=== WORK TO DO ===
Please reproduce each of the items below word for word, leaving out the pictures.
● ● ●
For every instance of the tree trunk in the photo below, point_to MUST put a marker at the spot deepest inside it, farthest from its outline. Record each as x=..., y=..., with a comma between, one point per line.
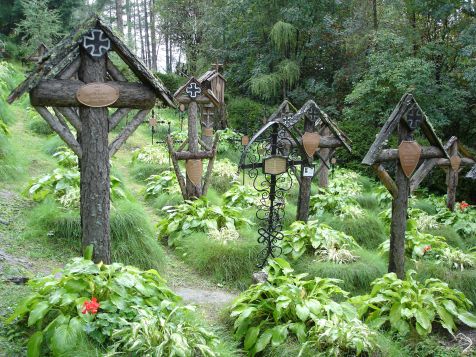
x=94, y=181
x=192, y=190
x=153, y=37
x=119, y=14
x=396, y=259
● ● ●
=== RESULT OF THE TASK ===
For every instance of the tree trunk in the photo below, point_to MUST put a marker at the spot deepest inside it, farthest from its outline. Record each as x=..., y=..., with a comma between, one point per line.
x=94, y=181
x=192, y=190
x=153, y=37
x=119, y=14
x=396, y=259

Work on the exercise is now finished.